REQUIRED WORK
Write the listing out once more, with every line exactly as it stands.

EXTRACTED DATA
=-=-=

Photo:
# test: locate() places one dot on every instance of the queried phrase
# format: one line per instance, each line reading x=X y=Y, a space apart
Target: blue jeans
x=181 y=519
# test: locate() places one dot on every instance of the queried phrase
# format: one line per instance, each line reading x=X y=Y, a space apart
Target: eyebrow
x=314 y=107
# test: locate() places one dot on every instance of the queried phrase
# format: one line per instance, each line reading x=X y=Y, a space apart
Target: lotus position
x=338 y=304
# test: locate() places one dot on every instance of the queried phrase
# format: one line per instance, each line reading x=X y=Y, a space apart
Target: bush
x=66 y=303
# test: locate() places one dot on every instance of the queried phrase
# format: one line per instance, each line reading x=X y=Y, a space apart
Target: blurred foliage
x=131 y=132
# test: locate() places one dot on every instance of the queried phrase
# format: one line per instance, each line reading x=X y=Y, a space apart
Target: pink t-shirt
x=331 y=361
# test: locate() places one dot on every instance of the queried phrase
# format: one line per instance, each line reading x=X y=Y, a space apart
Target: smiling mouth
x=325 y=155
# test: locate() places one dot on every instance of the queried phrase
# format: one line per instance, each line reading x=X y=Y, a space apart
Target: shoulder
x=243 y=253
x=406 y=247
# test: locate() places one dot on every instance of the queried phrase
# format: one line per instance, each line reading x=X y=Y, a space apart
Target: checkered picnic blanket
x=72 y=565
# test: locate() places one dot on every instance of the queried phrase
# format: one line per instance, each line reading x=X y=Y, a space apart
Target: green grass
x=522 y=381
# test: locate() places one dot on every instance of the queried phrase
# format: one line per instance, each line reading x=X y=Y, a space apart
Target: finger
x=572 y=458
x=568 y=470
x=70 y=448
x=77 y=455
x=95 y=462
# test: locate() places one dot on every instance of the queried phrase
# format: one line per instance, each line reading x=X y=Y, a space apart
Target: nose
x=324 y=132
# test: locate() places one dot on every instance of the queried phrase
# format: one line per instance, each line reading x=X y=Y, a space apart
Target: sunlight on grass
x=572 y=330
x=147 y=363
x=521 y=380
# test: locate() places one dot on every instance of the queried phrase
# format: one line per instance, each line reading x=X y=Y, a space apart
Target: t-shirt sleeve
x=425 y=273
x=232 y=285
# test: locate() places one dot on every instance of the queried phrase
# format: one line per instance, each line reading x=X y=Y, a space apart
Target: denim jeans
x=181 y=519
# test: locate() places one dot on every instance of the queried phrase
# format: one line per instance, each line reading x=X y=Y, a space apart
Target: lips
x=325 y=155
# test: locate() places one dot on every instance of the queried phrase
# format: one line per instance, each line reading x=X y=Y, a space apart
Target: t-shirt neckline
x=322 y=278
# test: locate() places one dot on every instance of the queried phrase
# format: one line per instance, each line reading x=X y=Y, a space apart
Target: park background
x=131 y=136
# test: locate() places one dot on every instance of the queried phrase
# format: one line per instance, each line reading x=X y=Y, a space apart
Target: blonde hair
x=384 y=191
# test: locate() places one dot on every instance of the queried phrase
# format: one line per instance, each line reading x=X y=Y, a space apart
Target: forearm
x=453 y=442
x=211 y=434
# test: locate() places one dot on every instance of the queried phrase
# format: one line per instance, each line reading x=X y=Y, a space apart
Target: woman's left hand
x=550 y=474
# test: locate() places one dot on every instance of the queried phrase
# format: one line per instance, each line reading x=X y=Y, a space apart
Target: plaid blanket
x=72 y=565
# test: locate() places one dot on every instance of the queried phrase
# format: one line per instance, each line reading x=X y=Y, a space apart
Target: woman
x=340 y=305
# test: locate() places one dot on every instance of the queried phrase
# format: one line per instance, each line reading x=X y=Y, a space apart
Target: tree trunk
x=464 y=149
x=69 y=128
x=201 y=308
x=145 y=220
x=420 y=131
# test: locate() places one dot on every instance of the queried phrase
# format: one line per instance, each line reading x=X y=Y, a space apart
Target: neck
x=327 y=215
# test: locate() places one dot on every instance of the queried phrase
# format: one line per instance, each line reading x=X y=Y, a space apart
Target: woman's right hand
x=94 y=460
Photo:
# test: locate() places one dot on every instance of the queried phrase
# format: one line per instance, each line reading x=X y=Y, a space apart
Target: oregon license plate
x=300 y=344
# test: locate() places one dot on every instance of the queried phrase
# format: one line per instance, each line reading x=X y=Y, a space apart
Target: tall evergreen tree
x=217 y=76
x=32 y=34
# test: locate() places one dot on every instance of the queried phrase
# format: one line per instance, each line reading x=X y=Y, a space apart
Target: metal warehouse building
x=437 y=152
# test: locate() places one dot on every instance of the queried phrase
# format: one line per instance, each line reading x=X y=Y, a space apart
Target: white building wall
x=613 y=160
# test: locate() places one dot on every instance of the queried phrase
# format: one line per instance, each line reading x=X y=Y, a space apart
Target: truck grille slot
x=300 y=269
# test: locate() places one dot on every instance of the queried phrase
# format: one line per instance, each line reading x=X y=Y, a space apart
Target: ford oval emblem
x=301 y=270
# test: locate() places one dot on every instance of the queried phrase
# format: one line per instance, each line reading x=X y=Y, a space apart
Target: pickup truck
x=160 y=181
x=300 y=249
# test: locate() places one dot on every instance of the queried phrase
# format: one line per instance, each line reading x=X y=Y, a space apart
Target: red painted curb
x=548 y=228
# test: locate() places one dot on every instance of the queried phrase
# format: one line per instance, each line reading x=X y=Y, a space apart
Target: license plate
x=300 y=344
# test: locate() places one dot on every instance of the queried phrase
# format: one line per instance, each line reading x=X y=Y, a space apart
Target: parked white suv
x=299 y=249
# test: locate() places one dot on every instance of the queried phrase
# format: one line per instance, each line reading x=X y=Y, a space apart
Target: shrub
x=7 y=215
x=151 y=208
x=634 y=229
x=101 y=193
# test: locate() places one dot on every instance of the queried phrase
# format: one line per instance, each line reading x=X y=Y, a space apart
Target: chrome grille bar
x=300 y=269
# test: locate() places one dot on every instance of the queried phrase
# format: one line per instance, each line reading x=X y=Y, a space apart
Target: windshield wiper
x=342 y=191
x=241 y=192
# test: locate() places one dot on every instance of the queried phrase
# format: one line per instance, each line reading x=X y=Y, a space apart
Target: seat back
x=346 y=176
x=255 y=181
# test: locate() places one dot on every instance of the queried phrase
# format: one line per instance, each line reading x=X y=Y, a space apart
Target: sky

=-=-=

FINISHED TASK
Photo:
# test: locate() places one dot on every instance of the queried phrase
# format: one line per instance, each line reading x=X y=Y, a space apart
Target: blue jeans
x=181 y=519
# test: locate() places one dot on every instance of the queried phrase
# format: one line per instance, each line reading x=X y=Y, a space apart
Target: eyebrow
x=314 y=107
# test: locate() places one dot on every instance of the queried phrase
# format: one line per instance, each line reading x=X y=Y, a space apart
Target: lotus position
x=338 y=304
# test: locate() places one dot on every instance of the queried phrase
# format: one line per instance, each line reading x=X y=Y, a space apart
Target: bush
x=66 y=303
# test: locate() places one dot on every instance of the queried phrase
# format: one line per instance, each line reading x=X y=Y, a space apart
Target: blurred foliage
x=131 y=132
# test: locate() places one dot on every instance of the queried phrase
# format: one line per instance, each line reading x=X y=Y, a space apart
Target: pink t-shirt
x=331 y=361
# test: locate() places one dot on every instance of the queried phrase
# format: one line per instance, each line reading x=X y=Y, a space apart
Target: smiling mouth
x=325 y=155
# test: locate() places one dot on every instance of the queried phrase
# format: one line per instance, each line reading x=X y=Y, a space apart
Target: shoulder
x=243 y=253
x=406 y=247
# test: locate() places one dot on every instance of the queried phrase
# format: one line per instance, each line reading x=X y=Y, a space apart
Target: checkered picnic blanket
x=72 y=565
# test: locate() places one dot on every instance of the queried phrase
# format: one line per instance, each line reading x=X y=Y, a space apart
Target: green grass
x=522 y=381
# test: locate() places one dot on every instance of the queried phrase
# format: one line per instance, each line reading x=X y=Y, a space apart
Target: finger
x=572 y=458
x=568 y=470
x=70 y=448
x=77 y=455
x=95 y=462
# test: locate() places one dot on every instance of the queried phrase
# format: one line per instance, each line reading x=X y=Y, a space apart
Target: nose
x=324 y=132
# test: locate() places one dot on every instance of the queried phrase
# format: one line per instance, each line reading x=X y=Y, a space apart
Target: sunlight on grass
x=572 y=330
x=147 y=363
x=521 y=380
# test: locate() places one dot on every instance of the queried phrase
# format: one line per instance, each line reading x=X y=Y, a space apart
Target: t-shirt sleeve
x=425 y=273
x=232 y=285
# test: locate() places one dot on every instance of the queried phrase
# format: one line per instance, each line reading x=X y=Y, a space apart
Target: denim jeans
x=181 y=519
# test: locate() places one dot on every instance of the queried phrase
# format: one line per instance, each line reading x=X y=Y, a space apart
Target: lips
x=325 y=155
# test: locate() places one dot on every instance of the queried phrase
# format: one line per instance, each line reading x=X y=Y, a space apart
Target: t-shirt neckline
x=322 y=278
# test: locate() places one dot on every instance of the queried phrase
# format: one line per instance, each line reading x=X y=Y, a space apart
Target: park background
x=131 y=136
# test: locate() places one dot on every instance of the queried phrase
# format: one line per instance, each line reading x=X y=Y, a space apart
Target: blonde hair
x=384 y=191
# test: locate() places one dot on every instance of the queried phrase
# format: one line per instance, each line reading x=X y=Y, a space apart
Target: forearm
x=453 y=442
x=211 y=434
# test: locate() places one dot on every instance of the queried phrase
# format: one line per instance, each line reading x=X y=Y, a space apart
Target: woman's left hand
x=550 y=474
# test: locate() places one dot on every instance of the queried phrase
# format: one line per instance, each line reading x=X y=Y, a space apart
Target: plaid blanket
x=72 y=565
# test: locate() places one dot on every instance of the queried phrase
# format: one line per instance, each line reading x=X y=Y, a space apart
Target: woman
x=340 y=305
# test: locate() places one dot on every instance of the queried phrase
# format: one line per instance, each line reading x=X y=Y, a space apart
Target: tree trunk
x=464 y=149
x=69 y=128
x=201 y=308
x=145 y=220
x=420 y=131
# test: locate() places one dot on every instance of the queried phrase
# format: one line per instance, each line reading x=X y=Y, a space apart
Target: neck
x=327 y=215
# test: locate() places one dot on every instance of the queried phrase
# format: one line per instance, each line reading x=X y=Y, a space apart
Target: woman's right hand
x=94 y=460
Photo:
# test: locate() places one dot on every instance of the queried phrase
# format: one line per instance, each line reading x=X y=Y, a space apart
Target: oregon license plate
x=300 y=344
# test: locate() places one dot on every instance of the queried phrase
# format: one line per instance, each line reading x=X y=Y, a space apart
Target: tall evergreen tree
x=217 y=76
x=32 y=34
# test: locate() places one dot on every instance of the queried phrase
# format: one line per instance, each line reading x=X y=Y, a space apart
Target: metal warehouse building
x=437 y=152
# test: locate() places one dot on every instance of the queried phrase
# format: one line per instance, each line reading x=X y=Y, a space apart
Target: white building wall
x=613 y=160
# test: locate() places one dot on every instance of the queried phrase
# format: one line per instance, each line reading x=X y=Y, a space apart
Target: truck grille slot
x=300 y=269
# test: locate() places one dot on every instance of the queried phrase
# format: one line per instance, each line reading x=X y=Y, a space apart
Target: ford oval emblem
x=301 y=270
# test: locate() places one dot on every instance of the queried phrase
# format: one line per instance, each line reading x=X y=Y, a space apart
Target: pickup truck
x=160 y=181
x=300 y=249
# test: locate() places one dot on every instance of the queried phrase
# format: one line per instance, each line reading x=X y=Y, a space apart
Target: red painted curb
x=548 y=228
# test: locate() places one dot on every instance of the queried phrase
# format: one line per instance, each line reading x=X y=Y, a space apart
Target: license plate
x=300 y=344
# test: locate() places one dot on every instance of the queried phrase
# format: one line per instance, each line reading x=X y=Y, a space apart
Target: parked white suv
x=299 y=249
# test: locate() places one dot on every instance of the queried phrase
# format: one line per instance, each line reading x=X y=Y, a space apart
Target: shrub
x=7 y=215
x=151 y=208
x=634 y=229
x=101 y=193
# test: locate() places one dot on every instance of the queried phrase
# format: one line per instance, each line reading x=X y=Y, a space apart
Target: chrome grille bar
x=300 y=269
# test: locate() places one dot on every instance of the queried phrase
# format: one line per instance, each line reading x=X y=Y, a space apart
Target: windshield wiper
x=342 y=191
x=241 y=192
# test: locate() places one dot on every instance of the queried phrase
# format: one line per instance, each line reading x=X y=Y, a space apart
Target: seat back
x=346 y=176
x=255 y=181
# test: locate() places one dot on every instance of the queried phrase
# format: one line per instance, each line reading x=X y=Y, a space apart
Target: sky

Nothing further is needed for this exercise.